§ Passage to read
⁂

True Confessions

Karyne Corum lives in New Jersey where she was born and grew up. She has written several winning short stories for online publications. Her supernatural short story, “Harbinger†was released last spring by Night Fall publications in the anthology, From Nightmares and Shadows. She is feverishly working on the second draft of her suspense novel set in New Jersey. She believes you can’t get enough pizza, bagels or mystery in the Garden State.  For help on getting fearless or a close enough facsimile, contact her at jerseykaryne@gmail.com. Or visit her Jersey blog page, www.jerseywisefiction.com

I’m going to confess to a terrible secret. Something no self-respecting writer ever wants to admit.

I hate rewrites. Dread them.

I’m convinced that once I dig into my work I’ll discover that I’ve been wasting my time all these years. Not able to write worth a damn.

I have a novel, fully written that is just waiting for me to revise.

That’s two years worth of hard work, late nights and butt busting emotional effort and I’m not about to give up now. I have no money to afford a professional editor, though I wish like hell I could.

Forget about a shoestring budget, mine is more akin to dental floss.

The cheap kind that tears on your back molar.

But I’m not an editor, that’s what I’m thinking.  I’m a writer. Writer’s write, they don’t edit.

Like hell they don’t, my friend Sunny assures me.  Here, she said, take this, it’s probably the best book on editing you’ll ever read.

Self-Editing for Fiction Writers by Renni Browne and Dave King.

What. A. Find.

This book is simply and beautifully written, with no overblown explanations, just clear, concise directions on how to clean up your creation.

By the time I was half-way through reading it I’d already begun murdering my extraneous characters left and write.  Deflating bloated verbiage, dumping expositions like excess passengers on a sinking life raft.

In short I was thinking and working like an editor.

Passive Voice, Point of View, Plot Proportion, Interior Monologue, even that most elusive of butterflies, Voice. Each one handled, in such a way that any writer can learn the vital skills to craft a better book right from your first draft.

⁂

§ Written instruction a
Pick out each line of the entries containing the word "face" and copy those lines.
The post on rewriting and the entries that follow it come from unrelated sources.

§ Raw records
⁂

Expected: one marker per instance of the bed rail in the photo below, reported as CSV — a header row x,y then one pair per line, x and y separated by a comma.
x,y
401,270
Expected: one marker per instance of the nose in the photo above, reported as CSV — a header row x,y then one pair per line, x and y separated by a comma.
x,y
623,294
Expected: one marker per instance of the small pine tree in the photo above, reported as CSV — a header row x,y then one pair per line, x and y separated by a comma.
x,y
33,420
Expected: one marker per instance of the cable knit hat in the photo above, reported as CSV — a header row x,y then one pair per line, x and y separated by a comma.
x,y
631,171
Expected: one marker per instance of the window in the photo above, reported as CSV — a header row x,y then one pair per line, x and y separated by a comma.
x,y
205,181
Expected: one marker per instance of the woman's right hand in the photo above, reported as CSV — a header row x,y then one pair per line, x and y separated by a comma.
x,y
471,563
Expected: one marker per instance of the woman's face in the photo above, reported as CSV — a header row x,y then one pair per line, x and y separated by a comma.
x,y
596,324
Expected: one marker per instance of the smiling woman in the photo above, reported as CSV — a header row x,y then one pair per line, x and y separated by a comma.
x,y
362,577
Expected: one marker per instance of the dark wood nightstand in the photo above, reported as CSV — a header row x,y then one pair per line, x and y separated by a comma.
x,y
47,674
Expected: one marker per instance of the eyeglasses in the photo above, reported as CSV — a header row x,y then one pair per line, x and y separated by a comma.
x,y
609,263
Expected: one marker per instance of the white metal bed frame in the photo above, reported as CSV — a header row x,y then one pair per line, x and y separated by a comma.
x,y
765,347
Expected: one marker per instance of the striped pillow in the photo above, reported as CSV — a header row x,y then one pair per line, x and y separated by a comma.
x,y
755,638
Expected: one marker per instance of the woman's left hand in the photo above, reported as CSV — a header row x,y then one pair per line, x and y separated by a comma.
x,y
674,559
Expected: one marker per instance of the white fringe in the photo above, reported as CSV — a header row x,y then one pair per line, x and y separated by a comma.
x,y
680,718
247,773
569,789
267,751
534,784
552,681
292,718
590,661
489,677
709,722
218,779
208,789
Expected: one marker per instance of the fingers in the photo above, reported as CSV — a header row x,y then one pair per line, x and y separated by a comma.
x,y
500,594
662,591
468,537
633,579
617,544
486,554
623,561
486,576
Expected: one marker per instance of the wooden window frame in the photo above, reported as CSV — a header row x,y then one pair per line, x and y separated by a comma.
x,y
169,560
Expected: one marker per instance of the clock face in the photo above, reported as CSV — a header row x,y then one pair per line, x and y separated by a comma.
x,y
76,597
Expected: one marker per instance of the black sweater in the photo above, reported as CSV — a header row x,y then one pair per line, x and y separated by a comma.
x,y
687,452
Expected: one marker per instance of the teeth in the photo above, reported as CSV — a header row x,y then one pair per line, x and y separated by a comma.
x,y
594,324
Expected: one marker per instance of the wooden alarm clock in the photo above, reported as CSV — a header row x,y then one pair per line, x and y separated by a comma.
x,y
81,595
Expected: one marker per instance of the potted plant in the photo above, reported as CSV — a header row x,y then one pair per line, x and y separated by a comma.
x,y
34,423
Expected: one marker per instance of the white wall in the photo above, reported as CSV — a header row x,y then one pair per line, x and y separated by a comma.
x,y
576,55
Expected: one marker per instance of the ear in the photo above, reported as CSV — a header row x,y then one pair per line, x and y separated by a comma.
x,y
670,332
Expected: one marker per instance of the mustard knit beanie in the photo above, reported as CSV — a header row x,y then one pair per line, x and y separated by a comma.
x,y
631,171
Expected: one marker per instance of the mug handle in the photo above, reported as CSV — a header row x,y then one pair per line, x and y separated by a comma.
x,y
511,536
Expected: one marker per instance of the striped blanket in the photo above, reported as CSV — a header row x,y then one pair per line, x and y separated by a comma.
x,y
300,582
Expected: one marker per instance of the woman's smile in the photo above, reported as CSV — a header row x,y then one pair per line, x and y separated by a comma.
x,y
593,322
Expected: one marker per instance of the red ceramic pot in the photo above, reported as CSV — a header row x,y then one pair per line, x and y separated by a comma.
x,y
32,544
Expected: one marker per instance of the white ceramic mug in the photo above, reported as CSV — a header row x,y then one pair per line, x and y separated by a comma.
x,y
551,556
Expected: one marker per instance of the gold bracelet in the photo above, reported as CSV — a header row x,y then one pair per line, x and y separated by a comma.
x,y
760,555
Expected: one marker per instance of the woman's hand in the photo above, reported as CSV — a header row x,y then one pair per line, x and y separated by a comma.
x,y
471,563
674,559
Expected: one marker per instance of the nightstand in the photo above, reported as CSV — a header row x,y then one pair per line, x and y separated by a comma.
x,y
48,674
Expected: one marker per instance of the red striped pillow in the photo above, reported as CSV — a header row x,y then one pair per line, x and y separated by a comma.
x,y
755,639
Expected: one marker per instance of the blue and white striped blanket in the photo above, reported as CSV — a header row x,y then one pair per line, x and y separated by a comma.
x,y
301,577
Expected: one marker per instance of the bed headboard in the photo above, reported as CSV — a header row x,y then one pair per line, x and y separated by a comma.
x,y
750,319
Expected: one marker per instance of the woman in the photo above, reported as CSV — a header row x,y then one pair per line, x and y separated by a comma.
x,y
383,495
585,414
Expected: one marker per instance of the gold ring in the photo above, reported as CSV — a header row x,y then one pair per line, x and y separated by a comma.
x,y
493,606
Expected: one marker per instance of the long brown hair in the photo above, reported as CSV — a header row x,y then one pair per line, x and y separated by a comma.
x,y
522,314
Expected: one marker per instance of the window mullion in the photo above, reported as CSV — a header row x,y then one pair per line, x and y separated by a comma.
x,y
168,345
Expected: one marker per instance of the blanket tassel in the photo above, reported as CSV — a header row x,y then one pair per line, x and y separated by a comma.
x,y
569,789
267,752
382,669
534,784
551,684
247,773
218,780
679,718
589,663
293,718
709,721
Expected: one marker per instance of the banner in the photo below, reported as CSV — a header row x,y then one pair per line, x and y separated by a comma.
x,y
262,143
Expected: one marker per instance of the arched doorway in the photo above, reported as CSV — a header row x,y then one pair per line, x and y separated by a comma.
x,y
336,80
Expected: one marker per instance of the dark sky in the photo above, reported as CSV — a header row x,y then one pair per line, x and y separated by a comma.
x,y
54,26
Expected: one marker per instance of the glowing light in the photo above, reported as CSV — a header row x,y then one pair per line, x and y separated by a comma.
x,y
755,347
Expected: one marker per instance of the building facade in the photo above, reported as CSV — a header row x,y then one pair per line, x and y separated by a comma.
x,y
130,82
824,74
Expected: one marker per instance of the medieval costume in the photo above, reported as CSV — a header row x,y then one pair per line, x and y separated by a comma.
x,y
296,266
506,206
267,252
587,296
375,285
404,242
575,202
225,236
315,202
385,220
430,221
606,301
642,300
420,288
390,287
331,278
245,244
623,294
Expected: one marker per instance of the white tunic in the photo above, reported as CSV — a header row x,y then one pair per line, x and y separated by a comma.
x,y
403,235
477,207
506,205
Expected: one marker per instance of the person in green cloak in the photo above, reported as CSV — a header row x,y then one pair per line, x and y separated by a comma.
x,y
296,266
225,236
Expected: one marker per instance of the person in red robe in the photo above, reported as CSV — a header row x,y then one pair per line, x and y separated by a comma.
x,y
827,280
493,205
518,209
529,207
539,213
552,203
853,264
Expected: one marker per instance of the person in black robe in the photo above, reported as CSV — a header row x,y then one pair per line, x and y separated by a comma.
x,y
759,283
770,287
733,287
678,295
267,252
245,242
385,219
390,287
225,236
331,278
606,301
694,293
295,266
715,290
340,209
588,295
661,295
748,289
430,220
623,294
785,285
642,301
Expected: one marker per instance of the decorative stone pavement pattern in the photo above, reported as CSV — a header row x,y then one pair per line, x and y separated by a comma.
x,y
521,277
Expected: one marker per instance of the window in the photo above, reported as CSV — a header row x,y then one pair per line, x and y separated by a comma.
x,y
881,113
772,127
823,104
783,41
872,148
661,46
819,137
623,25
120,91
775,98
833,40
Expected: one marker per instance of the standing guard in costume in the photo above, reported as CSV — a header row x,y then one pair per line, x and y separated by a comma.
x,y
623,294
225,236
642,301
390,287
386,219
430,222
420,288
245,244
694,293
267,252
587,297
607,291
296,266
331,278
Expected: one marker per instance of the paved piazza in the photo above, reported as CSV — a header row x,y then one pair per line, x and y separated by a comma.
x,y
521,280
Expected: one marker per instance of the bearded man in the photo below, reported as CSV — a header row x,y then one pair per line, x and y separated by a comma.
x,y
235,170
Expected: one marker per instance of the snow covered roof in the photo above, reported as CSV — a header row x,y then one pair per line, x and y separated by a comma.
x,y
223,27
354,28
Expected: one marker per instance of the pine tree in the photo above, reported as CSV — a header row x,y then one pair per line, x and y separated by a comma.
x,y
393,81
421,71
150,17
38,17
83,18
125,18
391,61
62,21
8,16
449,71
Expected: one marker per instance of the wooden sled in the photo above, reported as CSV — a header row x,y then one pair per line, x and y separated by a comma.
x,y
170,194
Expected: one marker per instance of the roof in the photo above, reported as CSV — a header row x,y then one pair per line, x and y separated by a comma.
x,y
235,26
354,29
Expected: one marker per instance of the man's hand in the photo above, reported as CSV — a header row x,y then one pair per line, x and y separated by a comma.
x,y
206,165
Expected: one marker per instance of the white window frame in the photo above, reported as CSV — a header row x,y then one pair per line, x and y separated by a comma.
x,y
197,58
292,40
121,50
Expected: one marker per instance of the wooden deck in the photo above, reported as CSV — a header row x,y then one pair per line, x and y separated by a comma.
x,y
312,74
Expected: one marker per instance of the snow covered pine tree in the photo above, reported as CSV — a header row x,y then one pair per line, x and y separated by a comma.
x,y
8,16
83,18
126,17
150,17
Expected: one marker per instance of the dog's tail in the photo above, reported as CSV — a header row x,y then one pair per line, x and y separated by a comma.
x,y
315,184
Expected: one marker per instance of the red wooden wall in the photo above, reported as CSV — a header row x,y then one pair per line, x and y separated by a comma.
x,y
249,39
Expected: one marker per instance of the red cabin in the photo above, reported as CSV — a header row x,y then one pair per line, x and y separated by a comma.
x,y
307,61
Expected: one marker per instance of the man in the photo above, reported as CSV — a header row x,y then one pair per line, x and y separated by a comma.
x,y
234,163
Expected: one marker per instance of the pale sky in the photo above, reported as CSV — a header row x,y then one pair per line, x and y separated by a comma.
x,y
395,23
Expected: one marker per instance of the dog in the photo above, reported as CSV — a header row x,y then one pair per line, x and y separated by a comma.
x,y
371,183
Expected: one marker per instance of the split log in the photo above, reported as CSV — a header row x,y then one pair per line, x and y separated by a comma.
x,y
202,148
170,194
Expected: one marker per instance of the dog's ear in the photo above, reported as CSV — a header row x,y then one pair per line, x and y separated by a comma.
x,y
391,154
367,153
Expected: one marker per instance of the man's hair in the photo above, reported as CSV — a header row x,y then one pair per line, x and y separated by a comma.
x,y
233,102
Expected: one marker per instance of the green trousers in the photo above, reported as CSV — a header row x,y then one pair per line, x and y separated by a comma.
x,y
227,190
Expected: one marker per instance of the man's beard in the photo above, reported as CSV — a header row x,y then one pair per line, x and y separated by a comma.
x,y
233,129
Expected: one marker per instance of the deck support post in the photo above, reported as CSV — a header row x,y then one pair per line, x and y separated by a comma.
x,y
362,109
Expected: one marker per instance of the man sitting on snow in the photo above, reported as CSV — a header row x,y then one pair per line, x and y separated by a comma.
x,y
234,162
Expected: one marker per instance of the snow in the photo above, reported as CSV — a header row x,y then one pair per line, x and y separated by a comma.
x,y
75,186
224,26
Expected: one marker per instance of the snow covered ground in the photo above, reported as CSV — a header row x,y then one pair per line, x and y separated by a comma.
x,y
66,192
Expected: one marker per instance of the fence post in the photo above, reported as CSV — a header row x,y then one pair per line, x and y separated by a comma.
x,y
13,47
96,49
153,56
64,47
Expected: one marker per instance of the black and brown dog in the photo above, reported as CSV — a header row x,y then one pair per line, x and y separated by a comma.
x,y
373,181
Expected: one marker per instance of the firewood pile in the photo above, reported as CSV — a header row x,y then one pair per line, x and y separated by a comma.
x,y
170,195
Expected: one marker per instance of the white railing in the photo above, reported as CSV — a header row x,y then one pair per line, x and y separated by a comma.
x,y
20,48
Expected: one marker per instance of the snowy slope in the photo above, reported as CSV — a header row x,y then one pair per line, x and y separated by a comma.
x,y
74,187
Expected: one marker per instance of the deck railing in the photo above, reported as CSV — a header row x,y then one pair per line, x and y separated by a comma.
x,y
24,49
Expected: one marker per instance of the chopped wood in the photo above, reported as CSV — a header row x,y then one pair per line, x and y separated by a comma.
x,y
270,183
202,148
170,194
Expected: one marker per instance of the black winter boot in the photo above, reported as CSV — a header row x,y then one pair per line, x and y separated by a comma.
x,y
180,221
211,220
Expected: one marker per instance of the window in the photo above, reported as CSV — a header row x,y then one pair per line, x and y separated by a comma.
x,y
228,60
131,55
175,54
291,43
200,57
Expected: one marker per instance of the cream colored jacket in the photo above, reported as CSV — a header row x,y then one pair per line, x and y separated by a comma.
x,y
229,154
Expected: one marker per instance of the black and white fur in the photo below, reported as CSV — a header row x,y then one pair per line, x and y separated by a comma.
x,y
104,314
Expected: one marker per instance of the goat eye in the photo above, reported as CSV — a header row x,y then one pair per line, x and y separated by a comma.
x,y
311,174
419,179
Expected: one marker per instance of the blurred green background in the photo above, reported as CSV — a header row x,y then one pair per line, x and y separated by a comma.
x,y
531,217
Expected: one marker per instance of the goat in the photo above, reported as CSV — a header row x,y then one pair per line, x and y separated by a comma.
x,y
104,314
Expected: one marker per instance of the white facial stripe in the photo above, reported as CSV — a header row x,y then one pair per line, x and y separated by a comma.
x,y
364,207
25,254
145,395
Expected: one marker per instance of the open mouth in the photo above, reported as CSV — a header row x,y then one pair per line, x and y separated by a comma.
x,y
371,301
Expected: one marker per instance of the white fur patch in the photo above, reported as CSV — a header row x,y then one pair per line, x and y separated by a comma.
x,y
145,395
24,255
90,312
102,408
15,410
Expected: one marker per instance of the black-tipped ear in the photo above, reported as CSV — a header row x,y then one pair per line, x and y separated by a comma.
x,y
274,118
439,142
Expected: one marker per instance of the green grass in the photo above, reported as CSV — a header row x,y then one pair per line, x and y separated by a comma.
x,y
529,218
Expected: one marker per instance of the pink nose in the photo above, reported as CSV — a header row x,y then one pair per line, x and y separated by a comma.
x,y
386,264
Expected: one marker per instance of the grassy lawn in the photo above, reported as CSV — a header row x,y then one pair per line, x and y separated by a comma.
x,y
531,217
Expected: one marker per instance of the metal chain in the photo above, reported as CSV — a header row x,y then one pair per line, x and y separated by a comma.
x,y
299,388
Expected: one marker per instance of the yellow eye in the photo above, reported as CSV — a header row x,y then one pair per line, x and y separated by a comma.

⁂

§ Written instruction b
Return, word for word, the part of the post on rewriting starting with "I have a novel, fully" and going on through "and Dave King.".

§ Task solution a
Expected: one marker per instance of the woman's face in the photo above, reported as CSV — a header row x,y then one pair per line, x and y separated by a comma.
Expected: one marker per instance of the clock face in the photo above, reported as CSV — a header row x,y then one pair per line, x and y separated by a comma.

§ Task solution b
I have a novel, fully written that is just waiting for me to revise.

That’s two years worth of hard work, late nights and butt busting emotional effort and I’m not about to give up now. I have no money to afford a professional editor, though I wish like hell I could.

Forget about a shoestring budget, mine is more akin to dental floss.

The cheap kind that tears on your back molar.

But I’m not an editor, that’s what I’m thinking.  I’m a writer. Writer’s write, they don’t edit.

Like hell they don’t, my friend Sunny assures me.  Here, she said, take this, it’s probably the best book on editing you’ll ever read.

Self-Editing for Fiction Writers by Renni Browne and Dave King.